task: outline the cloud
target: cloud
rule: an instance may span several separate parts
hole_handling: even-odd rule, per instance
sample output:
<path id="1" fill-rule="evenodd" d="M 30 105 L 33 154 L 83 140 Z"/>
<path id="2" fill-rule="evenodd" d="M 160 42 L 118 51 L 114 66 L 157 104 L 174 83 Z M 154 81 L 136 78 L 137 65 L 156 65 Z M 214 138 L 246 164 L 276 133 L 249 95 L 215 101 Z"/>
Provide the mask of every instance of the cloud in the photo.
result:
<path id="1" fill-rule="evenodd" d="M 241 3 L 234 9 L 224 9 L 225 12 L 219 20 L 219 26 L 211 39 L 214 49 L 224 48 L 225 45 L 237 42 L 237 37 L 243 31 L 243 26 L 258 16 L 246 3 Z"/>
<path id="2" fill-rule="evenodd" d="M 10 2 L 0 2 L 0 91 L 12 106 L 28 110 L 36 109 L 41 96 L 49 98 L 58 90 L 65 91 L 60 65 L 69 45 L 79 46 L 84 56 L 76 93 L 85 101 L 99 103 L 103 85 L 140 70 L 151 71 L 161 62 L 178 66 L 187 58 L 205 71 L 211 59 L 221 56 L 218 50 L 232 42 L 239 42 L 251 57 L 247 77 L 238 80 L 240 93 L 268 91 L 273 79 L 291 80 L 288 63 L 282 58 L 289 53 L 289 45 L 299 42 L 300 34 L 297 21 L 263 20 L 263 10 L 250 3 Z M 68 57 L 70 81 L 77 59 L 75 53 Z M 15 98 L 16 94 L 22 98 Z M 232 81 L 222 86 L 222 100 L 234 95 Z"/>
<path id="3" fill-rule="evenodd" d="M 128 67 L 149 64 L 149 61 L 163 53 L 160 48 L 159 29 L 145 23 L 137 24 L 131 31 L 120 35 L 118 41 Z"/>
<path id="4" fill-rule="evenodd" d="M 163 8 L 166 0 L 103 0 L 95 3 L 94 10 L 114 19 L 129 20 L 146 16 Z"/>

■ ■ ■ ■

Problem to solve: Work out how many lines of the listing above contain the string "instance", with case counting. Give only that number.

Written response: 3